### The problem
Extract each line of the data below that contains the string "shirt", matching case exactly.

### Items
==*==
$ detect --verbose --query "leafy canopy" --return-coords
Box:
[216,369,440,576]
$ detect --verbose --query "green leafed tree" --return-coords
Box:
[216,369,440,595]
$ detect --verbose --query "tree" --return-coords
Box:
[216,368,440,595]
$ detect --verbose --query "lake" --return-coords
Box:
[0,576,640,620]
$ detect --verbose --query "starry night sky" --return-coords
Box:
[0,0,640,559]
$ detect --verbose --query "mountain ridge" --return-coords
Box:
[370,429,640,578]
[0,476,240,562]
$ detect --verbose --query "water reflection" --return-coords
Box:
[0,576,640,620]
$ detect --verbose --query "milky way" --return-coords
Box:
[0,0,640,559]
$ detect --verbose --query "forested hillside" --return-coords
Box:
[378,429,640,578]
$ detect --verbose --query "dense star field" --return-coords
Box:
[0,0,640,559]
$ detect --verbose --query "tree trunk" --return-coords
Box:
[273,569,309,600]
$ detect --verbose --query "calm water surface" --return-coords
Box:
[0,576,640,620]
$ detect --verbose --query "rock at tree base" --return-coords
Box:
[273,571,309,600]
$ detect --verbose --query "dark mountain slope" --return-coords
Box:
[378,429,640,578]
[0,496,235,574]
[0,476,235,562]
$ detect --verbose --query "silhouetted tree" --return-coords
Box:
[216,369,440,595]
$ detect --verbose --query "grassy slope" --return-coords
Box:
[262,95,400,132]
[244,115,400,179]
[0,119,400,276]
==*==
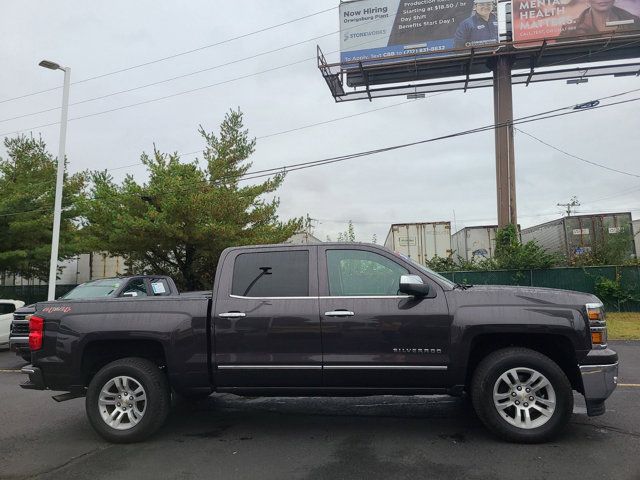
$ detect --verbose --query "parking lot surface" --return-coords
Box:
==*==
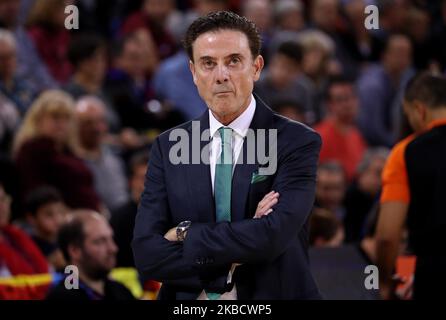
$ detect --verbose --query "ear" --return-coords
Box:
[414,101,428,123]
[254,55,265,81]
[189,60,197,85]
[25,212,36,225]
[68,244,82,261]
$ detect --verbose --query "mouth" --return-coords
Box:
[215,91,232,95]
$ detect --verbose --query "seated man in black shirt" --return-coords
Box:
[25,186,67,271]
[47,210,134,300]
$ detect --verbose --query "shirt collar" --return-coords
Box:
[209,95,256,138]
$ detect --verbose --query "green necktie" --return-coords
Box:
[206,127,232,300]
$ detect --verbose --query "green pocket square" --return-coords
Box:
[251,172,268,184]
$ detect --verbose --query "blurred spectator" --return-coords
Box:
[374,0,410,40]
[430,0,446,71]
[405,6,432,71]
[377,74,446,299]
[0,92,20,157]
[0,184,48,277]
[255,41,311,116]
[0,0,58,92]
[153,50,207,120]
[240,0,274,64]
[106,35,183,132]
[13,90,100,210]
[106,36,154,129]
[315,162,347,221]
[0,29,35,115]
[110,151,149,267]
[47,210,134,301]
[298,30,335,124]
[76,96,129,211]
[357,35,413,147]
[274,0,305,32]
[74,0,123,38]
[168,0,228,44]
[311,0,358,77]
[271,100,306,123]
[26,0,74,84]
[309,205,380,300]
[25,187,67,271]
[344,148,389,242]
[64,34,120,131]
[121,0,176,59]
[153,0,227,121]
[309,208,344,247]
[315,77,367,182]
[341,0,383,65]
==*==
### Answer to this exercise
$ detect --verbose --query "seated man in black shirt" --return-coords
$ detect --verbose --query "shirt collar" --return-coords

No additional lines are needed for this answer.